Reproduce the entire listing below word for word, leaving out the pictures.

------------------------------------------------------------

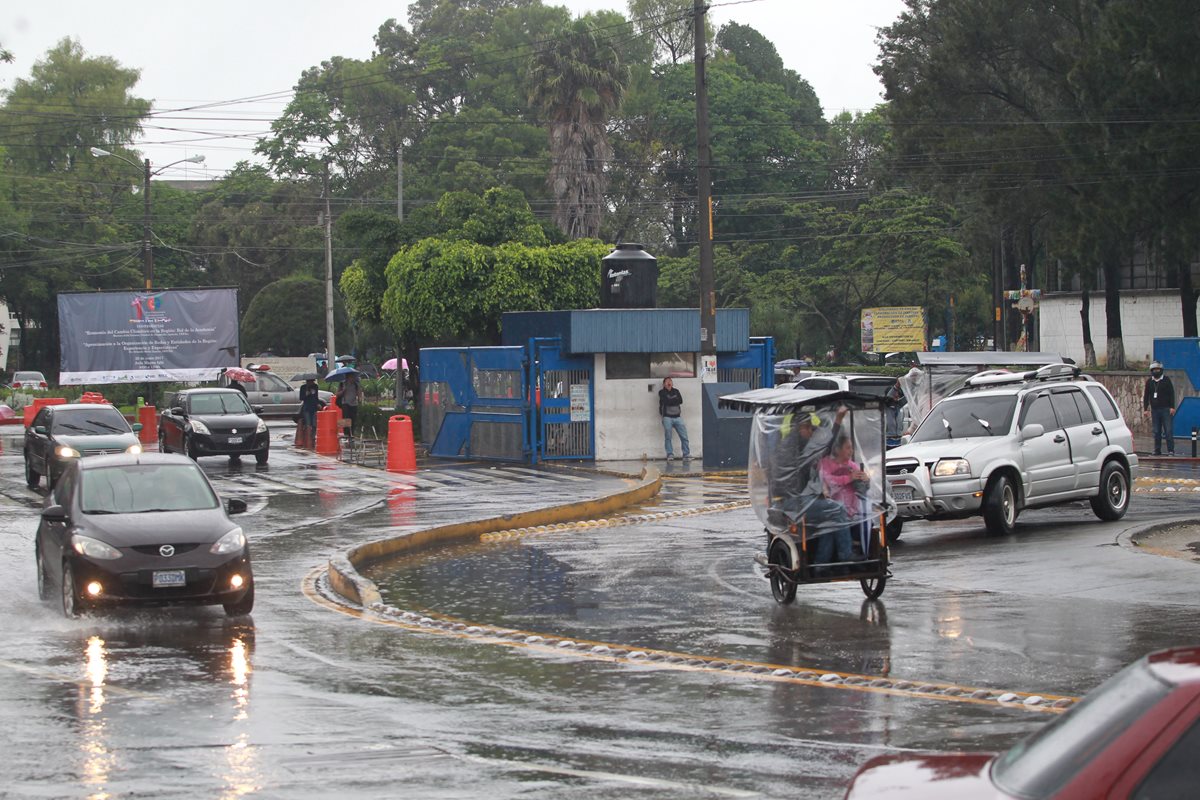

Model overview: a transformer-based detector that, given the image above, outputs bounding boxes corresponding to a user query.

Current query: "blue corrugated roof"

[500,308,750,354]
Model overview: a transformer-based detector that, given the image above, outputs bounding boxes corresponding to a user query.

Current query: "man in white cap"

[1141,361,1175,456]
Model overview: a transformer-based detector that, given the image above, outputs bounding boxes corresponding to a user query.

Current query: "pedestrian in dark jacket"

[1141,361,1175,456]
[659,378,691,461]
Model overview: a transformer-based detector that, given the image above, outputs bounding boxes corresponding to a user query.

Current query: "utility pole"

[323,166,337,369]
[692,0,716,383]
[142,158,154,291]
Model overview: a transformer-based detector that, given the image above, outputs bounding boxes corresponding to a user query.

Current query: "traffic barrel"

[317,409,342,456]
[388,414,416,473]
[138,405,158,444]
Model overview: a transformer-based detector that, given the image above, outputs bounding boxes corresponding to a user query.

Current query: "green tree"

[529,19,629,239]
[0,38,150,369]
[241,275,349,355]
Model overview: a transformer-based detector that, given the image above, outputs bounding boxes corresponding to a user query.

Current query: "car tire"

[25,452,42,489]
[34,545,50,603]
[223,582,254,616]
[60,561,79,619]
[1091,461,1129,522]
[983,475,1016,536]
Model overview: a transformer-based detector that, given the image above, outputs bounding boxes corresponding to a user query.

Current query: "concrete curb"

[329,467,662,608]
[1117,515,1200,555]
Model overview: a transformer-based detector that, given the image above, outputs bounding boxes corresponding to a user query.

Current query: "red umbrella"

[224,367,254,384]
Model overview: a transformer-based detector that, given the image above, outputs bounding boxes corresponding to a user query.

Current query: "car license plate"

[152,570,187,589]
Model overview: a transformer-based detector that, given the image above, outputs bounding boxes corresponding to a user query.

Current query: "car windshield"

[79,464,218,513]
[187,392,250,414]
[912,395,1016,441]
[992,661,1170,798]
[50,405,132,435]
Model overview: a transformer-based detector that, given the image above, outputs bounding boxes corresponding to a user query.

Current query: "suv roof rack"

[954,363,1091,395]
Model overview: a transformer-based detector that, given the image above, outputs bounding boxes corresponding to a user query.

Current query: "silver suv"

[887,365,1138,540]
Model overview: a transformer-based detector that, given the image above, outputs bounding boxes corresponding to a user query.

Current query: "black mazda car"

[35,453,254,616]
[158,389,271,464]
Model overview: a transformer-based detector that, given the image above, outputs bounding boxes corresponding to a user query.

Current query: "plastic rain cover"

[748,405,886,536]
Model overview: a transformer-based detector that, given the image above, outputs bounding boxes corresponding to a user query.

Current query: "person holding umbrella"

[336,367,364,439]
[296,373,320,447]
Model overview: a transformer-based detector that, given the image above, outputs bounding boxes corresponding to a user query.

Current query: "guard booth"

[420,308,774,464]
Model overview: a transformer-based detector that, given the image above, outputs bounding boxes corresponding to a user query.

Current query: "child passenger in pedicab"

[763,405,868,575]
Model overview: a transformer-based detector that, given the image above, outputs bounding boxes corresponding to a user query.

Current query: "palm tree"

[529,19,629,239]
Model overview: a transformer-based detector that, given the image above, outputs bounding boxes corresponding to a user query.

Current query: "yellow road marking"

[301,566,1078,714]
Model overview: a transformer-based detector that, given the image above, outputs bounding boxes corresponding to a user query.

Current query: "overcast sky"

[0,0,904,178]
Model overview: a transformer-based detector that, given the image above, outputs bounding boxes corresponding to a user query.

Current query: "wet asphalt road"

[0,425,1200,798]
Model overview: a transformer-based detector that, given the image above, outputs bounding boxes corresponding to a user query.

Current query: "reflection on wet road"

[0,422,1200,799]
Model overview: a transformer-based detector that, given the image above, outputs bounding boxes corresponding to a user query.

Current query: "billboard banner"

[59,288,241,385]
[862,306,926,353]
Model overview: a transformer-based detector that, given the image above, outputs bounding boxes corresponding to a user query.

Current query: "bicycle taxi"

[720,389,895,603]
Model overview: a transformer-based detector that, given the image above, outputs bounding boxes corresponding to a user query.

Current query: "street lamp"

[91,148,204,291]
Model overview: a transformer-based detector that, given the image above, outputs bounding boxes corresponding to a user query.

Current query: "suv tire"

[1091,461,1129,522]
[983,475,1016,536]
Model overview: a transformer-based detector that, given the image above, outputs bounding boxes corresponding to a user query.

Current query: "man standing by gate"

[659,378,691,461]
[1141,361,1175,456]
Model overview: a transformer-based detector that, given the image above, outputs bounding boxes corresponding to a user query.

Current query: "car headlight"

[934,458,971,477]
[71,534,121,561]
[209,528,246,555]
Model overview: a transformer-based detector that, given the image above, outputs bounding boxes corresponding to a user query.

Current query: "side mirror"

[42,503,67,522]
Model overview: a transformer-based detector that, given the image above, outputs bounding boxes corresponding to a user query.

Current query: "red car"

[846,648,1200,800]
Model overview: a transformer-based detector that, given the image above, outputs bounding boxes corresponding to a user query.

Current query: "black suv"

[158,389,271,464]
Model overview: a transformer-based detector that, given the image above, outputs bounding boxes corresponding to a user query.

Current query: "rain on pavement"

[0,423,1200,798]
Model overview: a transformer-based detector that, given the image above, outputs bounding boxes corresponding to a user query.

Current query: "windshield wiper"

[971,411,995,437]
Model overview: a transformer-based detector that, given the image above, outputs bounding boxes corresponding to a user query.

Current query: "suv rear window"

[1087,384,1121,420]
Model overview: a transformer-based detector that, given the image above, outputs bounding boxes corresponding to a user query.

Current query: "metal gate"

[421,347,530,462]
[529,338,595,462]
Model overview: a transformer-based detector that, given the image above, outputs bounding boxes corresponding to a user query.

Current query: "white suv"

[887,365,1138,540]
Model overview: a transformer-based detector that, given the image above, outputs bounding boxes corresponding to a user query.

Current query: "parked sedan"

[35,453,254,616]
[24,403,142,488]
[220,369,334,416]
[158,389,271,464]
[8,372,49,391]
[846,648,1200,800]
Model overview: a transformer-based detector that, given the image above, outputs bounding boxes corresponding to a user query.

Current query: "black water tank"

[600,243,659,308]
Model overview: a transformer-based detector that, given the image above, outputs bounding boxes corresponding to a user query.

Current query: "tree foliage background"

[0,0,1200,372]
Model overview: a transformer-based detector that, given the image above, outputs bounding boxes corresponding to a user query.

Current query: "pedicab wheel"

[858,575,888,600]
[767,539,796,606]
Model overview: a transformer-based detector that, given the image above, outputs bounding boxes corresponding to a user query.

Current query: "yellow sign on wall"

[862,306,925,353]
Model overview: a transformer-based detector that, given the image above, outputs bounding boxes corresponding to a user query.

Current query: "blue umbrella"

[325,367,359,383]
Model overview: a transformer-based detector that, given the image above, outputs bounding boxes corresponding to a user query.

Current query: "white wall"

[1037,289,1183,366]
[592,353,703,461]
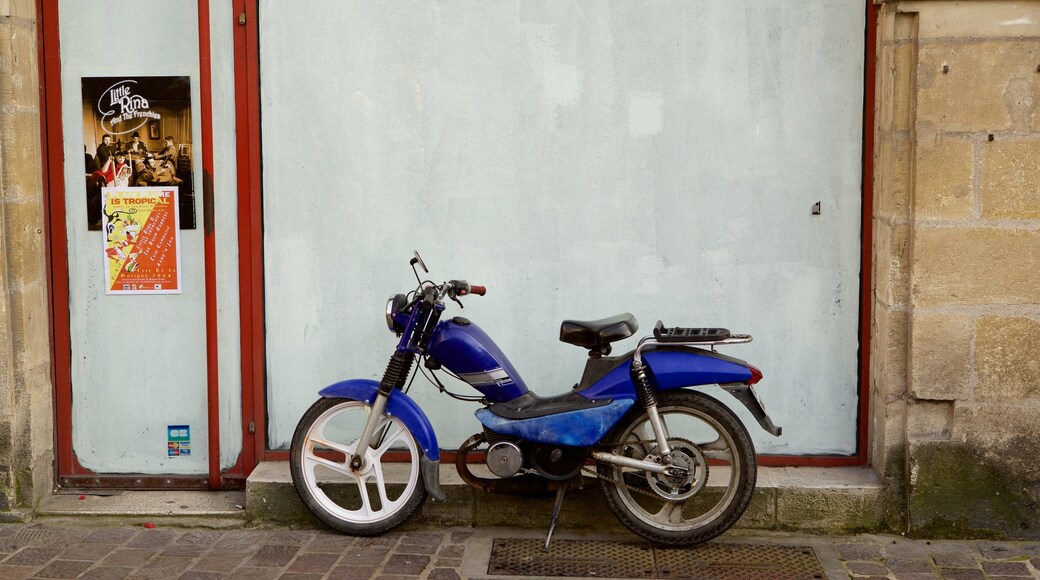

------------------------------------------------------------

■ **RESPONSE TO THIS TASK**:
Model overview: a transformer-based detector that, given the image above, outputs bounding boxes corresponding to a user query.

Current query: "blue corrugated roof"

[500,308,750,354]
Model overview: a transformer-based detector that, given the image above, outputs bounding boxes corresponding to a user query.

Current query: "man in white cap"

[1141,361,1175,456]
Model overview: a transformer-based detector that, given the image above, outputs bounding boxes corresponding to a user query.

Current query: "pedestrian in dark jacket"

[1141,361,1175,456]
[659,378,691,461]
Model overview: a transformer-based detector that, given the image above, outputs bounding boxes corresponding to a user query.

Current query: "utility pole"

[323,166,337,369]
[692,0,716,383]
[142,158,154,291]
Model overview: a transformer-based detector that, given the image above, outputs bounding boxes corresponding to a user query.

Current query: "traffic barrel"

[317,409,342,456]
[388,414,416,473]
[138,405,158,444]
Model overview: a transformer-based detector that, given the image above, outputs bounding boxes corresponding to a user query.

Current query: "green tree"

[529,19,629,239]
[0,38,150,369]
[241,275,349,355]
Model overview: a transformer-based detector that, given the image above, outputs bounding boxes corresponding to a user query.

Current query: "car tire"

[25,452,42,489]
[34,545,50,603]
[223,582,254,616]
[60,561,79,619]
[1091,461,1129,522]
[983,475,1016,536]
Model overview: a transformer-based detector that, given the image above, outputs bounding boxes corresponding to a user query.

Current query: "concrete curb"

[329,467,662,608]
[1117,515,1200,555]
Model overview: a transformer-based detector that, given the image above, outputs bounding boxes corresponding to a user query.

Current query: "red umbrella"

[224,367,254,384]
Model overview: a transformer-based detector that, given the image above, outputs bounding boxes corresponding to a user query.

Current query: "car license plate"

[152,570,187,589]
Model overview: a transformer-based detector that, given the image above, outputs bounding boxes corresponding to a user query.

Current query: "car windshield"

[79,464,218,513]
[187,392,250,414]
[912,395,1016,441]
[992,661,1170,798]
[50,405,132,435]
Model overview: a transformer-based detector that, given the image above, outputs bounding boxes corresponding to a user query.

Current query: "suv roof rack"

[954,363,1091,395]
Model overview: a transformer-based detector that, given the image above, outputs bounding boxes corresponding to a user query.

Current query: "silver suv"

[887,365,1138,540]
Model overview: a transformer-based detector that, given the image above, outputs bounding boxes corresponding to a user query.

Current query: "black mazda car"

[35,453,254,616]
[158,389,271,464]
Model overview: a transformer-based detector that, given the image above, outputs bounding boxes corresponding to a user query.

Current query: "plastic rain cover"

[748,405,886,536]
Model overview: a transformer-based detector that, given the image above, outputs bounding boxes corresponding to a user query.

Current query: "person holding umbrella"

[336,367,364,439]
[296,373,320,447]
Model overview: a transformer-based detector that, given the image above, outputs bounding boxes corresponding to a user query.

Current query: "guard booth"

[420,308,774,464]
Model overview: a transformer-based detector that, given the image above, outputs bounding boxes corresponding to a user query.

Current query: "child passenger in pedicab"

[763,405,868,575]
Model overview: a transformer-based detector that, given the image above, outputs bounding boxes corresponding to a user query.

Current query: "palm tree"

[529,19,629,239]
Model overview: a transformer-based detector that, given the image above, outputs bounding boxes corresponding to a user query.

Current query: "yellow road marking"

[301,566,1078,714]
Model overview: a transformer-based detector that, given the image above, outputs bounding boxes corresponding to a user query.

Current query: "overcast sky"

[0,0,904,178]
Model overview: a transformer-based detector that, given the image above, outputs bounding boxes corresponding to a user query.

Current query: "wet asphalt road"

[0,425,1200,798]
Model overview: a transformer-based detector that, given the image above, outputs bounding boxes corresponding to a user query.

Current query: "reflection on wet road"

[0,422,1200,799]
Model overview: a transformer-based detector that, given the image above, outputs bounding boxes corresponding to a user query.

Current query: "billboard banner"

[59,288,241,385]
[862,306,926,353]
Model overview: a transformer-based detector that, given the image above, outputs bounding boxes corresponding to a user query.

Current query: "bicycle taxi"

[720,389,895,603]
Model overview: a transformer-based detector that, given the image above, outputs bounding boxes corresponding to a user query.

Current query: "street lamp"

[91,148,204,291]
Model overview: a transformer-based detector that, given the image above, outputs bounding boxes corresponding to a user query.

Current query: "suv tire"

[1091,461,1129,522]
[983,475,1016,536]
Model overview: a transformer-based detector that, given the image above, outputs bounding boxes corresponding to a user query.

Current query: "man standing by gate"

[659,378,691,461]
[1141,361,1175,456]
Model overview: a transformer-based detector that, given the image above, outputs bounding boxes corresponding to a user query.

Current query: "car headlight"

[934,458,971,477]
[71,534,121,561]
[209,528,246,555]
Model overview: a transformer-based detector that, given the image above, outputs bounding boxes corresponding to a user query.

Current query: "side mirror"

[42,503,67,522]
Model overview: a transformer-based detector that, given the image above, outputs bounding boxes corresponding to a user query.

Current query: "red car"

[846,648,1200,800]
Model overview: a transformer-based detector that, given the image above, outputs bounding boxes corresponding to a user query.

Current query: "black suv"

[158,389,271,464]
Model overview: a transformer-based detector that, given the image above, outputs bounding boxes corresponding to a user query.

Current query: "rain on pavement"

[0,423,1200,798]
Model overview: a transformer-based detector that, given the image above, outputs bounding boxes corresponding to a user query.

Current query: "windshield wiper"

[971,411,995,437]
Model overview: a transformer-based detector that, given the image above, outputs bounding boxes corresponding to a user query.

Current query: "suv rear window"

[1087,384,1121,420]
Model overview: a transformer-based detector that, given the image above, outputs bounding boxes corresponding to a user query.

Current query: "metal gate"

[421,347,530,462]
[529,338,595,462]
Model overview: a transformer-based detector that, given the image above, outputs bounding boxes corresponding to a user query.

Current query: "white suv"

[887,365,1138,540]
Model overview: a transformer-based detector that, given the image above, outputs bounding boxes corresponding to a user query.

Current query: "parked sedan"

[35,453,254,616]
[24,403,142,488]
[220,369,334,416]
[158,389,271,464]
[8,372,49,391]
[846,648,1200,800]
Model overview: a transformer-based detector that, given the image above, outputs bounding boxes corresponding to a user query.

Current query: "black water tank"

[600,243,659,308]
Model overview: a transformer-based detector that, given the image above, outputs bounding boxes corresponding to a user query.

Current query: "tree foliage background"

[0,0,1200,372]
Model overview: a transformer-based detector that, given the image above, outputs bounding boxes corresponding to a user query.

Current query: "pedicab wheel"

[858,575,888,600]
[767,539,796,606]
Model overview: a transformer-based detector that, given the image above, outputs bounding boxes corresponding to a user query.

Current query: "yellow sign on wall"

[862,306,925,353]
Model overview: a transformer-based detector that, given the image above, outputs bounding boxes corresponding to a user query.

Current query: "blue umbrella"

[325,367,359,383]
Model overview: a transformer-based detector that, given the image above, outputs bounding boxes corresponding to a user query.

Current query: "white wall"

[1037,289,1183,366]
[592,353,703,461]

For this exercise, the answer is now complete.